Rewrite the lines starting with the first line and going on through the line with "top-left (364, 190), bottom-right (386, 200)", swapping "light fixture" for "lamp" and leaving everything else unchanged.
################
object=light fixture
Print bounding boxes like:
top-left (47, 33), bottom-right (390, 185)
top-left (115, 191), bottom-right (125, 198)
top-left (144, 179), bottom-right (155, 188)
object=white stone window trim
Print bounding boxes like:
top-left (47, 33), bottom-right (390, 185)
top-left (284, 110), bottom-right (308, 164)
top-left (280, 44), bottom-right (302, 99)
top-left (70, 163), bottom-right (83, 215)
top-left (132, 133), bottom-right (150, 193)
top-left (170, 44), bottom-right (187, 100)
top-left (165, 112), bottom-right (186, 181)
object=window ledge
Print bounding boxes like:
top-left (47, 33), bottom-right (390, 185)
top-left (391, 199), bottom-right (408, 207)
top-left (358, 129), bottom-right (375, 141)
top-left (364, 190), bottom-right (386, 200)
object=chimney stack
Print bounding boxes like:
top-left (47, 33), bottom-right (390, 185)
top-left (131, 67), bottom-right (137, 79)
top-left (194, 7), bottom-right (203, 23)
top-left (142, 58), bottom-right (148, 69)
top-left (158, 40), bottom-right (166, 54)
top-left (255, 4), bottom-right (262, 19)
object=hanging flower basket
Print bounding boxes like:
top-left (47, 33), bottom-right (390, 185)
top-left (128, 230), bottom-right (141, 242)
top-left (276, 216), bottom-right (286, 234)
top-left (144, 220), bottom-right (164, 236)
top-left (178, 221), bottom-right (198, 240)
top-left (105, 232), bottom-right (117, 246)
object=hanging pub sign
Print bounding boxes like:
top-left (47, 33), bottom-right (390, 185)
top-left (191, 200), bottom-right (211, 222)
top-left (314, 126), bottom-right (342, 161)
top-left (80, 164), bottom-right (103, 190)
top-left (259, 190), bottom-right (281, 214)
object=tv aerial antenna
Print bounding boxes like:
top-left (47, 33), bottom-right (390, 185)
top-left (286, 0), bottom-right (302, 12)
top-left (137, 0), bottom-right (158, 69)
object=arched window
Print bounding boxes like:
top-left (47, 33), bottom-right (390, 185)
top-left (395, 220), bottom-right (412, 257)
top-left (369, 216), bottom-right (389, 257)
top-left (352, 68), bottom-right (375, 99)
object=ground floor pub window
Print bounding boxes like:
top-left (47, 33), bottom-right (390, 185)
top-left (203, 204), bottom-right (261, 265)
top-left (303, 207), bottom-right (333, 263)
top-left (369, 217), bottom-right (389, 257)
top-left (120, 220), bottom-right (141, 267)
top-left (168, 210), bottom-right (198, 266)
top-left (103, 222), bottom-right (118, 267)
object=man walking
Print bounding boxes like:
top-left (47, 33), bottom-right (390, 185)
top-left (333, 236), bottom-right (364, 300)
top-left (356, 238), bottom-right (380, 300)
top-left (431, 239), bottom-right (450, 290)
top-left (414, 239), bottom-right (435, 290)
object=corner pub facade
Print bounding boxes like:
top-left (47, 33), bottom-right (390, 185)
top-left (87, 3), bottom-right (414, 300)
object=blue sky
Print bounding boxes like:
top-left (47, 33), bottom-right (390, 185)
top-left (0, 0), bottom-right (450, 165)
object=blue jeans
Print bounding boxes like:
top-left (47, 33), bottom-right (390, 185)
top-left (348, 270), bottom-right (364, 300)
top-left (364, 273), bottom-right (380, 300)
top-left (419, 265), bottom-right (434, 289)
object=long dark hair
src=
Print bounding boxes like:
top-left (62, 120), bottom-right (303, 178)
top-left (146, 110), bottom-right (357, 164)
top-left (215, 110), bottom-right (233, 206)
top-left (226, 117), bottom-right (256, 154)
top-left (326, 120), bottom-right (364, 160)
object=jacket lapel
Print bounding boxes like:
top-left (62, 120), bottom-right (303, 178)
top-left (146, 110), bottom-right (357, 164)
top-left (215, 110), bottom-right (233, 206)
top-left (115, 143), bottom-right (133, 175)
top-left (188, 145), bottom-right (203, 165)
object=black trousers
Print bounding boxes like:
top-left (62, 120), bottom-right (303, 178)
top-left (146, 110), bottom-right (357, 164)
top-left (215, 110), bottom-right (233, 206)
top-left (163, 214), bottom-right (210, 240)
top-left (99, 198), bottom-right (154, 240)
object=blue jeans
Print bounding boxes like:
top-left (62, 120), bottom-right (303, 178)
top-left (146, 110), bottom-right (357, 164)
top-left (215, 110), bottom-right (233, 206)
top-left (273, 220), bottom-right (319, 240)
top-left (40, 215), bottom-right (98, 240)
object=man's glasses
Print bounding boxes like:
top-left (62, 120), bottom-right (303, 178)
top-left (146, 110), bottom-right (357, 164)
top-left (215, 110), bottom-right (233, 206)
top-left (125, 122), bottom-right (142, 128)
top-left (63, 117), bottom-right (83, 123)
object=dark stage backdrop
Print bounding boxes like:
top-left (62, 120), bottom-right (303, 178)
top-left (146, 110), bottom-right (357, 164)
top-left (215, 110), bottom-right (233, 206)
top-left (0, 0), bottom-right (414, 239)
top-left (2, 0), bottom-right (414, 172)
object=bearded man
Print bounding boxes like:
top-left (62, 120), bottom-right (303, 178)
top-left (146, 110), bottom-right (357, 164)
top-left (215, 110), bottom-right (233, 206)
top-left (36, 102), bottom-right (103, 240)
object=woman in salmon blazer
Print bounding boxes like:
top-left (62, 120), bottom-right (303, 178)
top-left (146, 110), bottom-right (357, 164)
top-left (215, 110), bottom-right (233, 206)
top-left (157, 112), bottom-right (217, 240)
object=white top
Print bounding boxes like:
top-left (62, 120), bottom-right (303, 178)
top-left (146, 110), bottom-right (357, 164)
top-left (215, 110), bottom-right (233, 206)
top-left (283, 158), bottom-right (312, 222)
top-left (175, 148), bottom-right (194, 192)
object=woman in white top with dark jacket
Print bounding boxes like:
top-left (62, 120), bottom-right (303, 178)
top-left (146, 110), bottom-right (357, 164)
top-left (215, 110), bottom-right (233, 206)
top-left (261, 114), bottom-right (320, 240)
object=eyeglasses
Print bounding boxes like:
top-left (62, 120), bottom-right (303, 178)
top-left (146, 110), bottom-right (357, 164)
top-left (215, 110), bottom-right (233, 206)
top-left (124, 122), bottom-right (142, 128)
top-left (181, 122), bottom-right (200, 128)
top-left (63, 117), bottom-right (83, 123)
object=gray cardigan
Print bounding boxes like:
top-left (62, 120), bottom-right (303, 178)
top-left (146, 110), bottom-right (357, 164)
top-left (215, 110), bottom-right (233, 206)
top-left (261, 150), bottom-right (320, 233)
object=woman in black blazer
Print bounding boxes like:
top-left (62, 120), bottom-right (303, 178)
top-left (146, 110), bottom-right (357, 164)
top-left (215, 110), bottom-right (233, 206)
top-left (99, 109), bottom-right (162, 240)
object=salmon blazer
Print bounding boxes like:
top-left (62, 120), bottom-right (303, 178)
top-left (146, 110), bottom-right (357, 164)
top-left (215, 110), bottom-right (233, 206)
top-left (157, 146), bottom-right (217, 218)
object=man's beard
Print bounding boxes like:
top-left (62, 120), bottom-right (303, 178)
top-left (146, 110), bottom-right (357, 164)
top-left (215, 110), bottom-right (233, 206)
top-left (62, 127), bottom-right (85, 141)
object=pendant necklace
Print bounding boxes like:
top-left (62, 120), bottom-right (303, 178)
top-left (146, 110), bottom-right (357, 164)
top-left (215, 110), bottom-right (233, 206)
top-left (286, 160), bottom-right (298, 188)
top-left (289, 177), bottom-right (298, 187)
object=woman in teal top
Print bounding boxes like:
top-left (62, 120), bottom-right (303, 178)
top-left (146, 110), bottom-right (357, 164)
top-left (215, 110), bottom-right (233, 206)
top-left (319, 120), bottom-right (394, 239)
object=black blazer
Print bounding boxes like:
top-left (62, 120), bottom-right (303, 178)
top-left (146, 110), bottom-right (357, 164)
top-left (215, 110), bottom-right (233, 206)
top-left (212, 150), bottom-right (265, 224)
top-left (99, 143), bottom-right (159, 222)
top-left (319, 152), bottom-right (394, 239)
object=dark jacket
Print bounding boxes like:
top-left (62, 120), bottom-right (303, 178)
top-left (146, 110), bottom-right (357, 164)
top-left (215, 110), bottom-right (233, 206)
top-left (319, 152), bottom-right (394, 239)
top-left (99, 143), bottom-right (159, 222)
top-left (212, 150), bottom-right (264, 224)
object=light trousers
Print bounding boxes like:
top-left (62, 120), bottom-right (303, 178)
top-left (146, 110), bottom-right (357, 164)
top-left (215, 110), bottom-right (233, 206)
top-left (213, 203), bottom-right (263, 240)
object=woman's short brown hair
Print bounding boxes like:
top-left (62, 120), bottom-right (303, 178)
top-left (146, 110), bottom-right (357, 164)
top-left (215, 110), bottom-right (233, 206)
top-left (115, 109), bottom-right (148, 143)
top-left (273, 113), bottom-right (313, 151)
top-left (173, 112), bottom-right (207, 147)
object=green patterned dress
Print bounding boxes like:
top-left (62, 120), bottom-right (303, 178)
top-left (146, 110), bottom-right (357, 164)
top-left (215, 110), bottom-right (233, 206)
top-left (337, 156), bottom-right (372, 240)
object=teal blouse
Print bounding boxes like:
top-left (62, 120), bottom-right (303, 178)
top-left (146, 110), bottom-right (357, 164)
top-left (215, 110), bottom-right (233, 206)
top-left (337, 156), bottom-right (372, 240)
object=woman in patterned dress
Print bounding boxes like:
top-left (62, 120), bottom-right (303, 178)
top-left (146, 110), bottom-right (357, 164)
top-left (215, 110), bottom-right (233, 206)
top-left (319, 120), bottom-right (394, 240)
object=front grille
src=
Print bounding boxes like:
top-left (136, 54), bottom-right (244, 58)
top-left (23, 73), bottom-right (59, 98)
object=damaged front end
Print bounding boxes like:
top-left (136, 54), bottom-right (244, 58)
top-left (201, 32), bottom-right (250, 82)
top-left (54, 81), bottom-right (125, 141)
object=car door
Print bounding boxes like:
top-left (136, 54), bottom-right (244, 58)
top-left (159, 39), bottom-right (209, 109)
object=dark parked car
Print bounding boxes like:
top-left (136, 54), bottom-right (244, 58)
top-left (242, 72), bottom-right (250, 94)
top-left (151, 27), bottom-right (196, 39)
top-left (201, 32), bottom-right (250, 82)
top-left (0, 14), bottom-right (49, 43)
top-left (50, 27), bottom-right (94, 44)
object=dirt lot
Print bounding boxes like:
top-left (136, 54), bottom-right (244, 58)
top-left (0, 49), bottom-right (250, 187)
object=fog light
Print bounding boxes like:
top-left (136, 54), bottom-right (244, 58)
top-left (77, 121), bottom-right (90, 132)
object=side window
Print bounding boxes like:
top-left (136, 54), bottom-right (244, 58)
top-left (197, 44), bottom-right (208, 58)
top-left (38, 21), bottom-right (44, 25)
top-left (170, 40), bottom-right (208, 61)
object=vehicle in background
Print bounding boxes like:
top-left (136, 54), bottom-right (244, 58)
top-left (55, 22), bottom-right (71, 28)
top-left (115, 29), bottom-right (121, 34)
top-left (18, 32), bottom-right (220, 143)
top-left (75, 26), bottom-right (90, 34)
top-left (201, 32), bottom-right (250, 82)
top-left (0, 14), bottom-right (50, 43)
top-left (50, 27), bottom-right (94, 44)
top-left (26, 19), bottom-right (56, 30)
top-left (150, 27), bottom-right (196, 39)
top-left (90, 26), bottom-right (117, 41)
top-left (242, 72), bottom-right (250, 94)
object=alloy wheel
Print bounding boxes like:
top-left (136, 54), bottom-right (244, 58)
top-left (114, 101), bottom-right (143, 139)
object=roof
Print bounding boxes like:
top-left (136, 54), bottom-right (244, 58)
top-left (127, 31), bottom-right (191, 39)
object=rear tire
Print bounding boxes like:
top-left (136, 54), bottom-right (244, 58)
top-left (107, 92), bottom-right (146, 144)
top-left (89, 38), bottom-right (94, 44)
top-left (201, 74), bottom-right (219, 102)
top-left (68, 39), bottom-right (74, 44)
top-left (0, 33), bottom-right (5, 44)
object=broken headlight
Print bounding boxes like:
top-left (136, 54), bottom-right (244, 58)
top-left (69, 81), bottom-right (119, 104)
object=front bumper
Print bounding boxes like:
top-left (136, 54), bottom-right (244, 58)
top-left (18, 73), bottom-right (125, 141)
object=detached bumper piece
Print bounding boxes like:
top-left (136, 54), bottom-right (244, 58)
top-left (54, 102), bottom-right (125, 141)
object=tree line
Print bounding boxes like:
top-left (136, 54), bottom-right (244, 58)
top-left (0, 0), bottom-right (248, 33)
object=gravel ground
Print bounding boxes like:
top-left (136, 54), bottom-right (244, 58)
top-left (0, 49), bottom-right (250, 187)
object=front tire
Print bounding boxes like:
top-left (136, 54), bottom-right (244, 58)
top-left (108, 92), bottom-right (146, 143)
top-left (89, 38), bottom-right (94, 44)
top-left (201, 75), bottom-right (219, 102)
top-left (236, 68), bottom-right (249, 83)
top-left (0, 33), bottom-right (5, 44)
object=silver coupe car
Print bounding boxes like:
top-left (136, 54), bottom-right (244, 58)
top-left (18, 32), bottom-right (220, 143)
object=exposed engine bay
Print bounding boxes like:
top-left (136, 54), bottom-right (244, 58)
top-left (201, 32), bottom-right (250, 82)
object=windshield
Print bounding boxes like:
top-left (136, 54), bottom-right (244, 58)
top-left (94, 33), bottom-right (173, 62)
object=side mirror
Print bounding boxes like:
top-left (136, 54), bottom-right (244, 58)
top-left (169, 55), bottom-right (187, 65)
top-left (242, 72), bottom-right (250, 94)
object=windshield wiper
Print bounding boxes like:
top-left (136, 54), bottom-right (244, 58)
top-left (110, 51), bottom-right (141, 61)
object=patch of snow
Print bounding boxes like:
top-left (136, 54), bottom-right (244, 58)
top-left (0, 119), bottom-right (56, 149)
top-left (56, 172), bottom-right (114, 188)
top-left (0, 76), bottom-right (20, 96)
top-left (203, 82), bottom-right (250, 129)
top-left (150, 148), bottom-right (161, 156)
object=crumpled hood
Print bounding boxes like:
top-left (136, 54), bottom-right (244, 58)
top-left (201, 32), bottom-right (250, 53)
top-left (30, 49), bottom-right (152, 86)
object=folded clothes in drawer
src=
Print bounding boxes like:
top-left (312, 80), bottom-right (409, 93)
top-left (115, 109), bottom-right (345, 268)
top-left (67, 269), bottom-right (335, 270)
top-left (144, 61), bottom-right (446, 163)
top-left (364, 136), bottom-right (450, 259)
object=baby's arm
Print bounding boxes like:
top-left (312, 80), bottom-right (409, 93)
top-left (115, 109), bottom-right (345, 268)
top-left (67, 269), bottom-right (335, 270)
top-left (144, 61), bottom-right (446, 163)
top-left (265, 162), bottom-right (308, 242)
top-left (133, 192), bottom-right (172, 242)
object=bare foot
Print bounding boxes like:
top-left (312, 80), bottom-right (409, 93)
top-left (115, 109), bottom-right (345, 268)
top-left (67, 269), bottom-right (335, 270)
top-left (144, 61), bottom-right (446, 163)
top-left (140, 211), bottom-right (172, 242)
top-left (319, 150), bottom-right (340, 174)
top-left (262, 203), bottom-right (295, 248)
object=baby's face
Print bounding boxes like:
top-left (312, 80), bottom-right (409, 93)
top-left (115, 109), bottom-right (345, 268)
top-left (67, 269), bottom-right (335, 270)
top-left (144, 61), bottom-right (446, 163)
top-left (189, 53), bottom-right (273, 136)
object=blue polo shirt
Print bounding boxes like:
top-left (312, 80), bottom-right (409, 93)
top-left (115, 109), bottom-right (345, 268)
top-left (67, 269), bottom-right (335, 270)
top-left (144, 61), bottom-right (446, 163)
################
ANSWER TO THIS EXERCISE
object=lamp
Print bounding boxes like:
top-left (47, 33), bottom-right (390, 185)
top-left (115, 191), bottom-right (125, 198)
top-left (144, 179), bottom-right (155, 188)
object=white stone window trim
Print bounding boxes like:
top-left (47, 33), bottom-right (390, 185)
top-left (284, 110), bottom-right (308, 164)
top-left (280, 44), bottom-right (302, 99)
top-left (70, 163), bottom-right (83, 215)
top-left (132, 133), bottom-right (150, 193)
top-left (170, 44), bottom-right (187, 100)
top-left (165, 112), bottom-right (186, 181)
object=window ledge
Print bounding boxes like:
top-left (47, 33), bottom-right (390, 185)
top-left (391, 199), bottom-right (408, 207)
top-left (358, 129), bottom-right (375, 141)
top-left (364, 190), bottom-right (386, 200)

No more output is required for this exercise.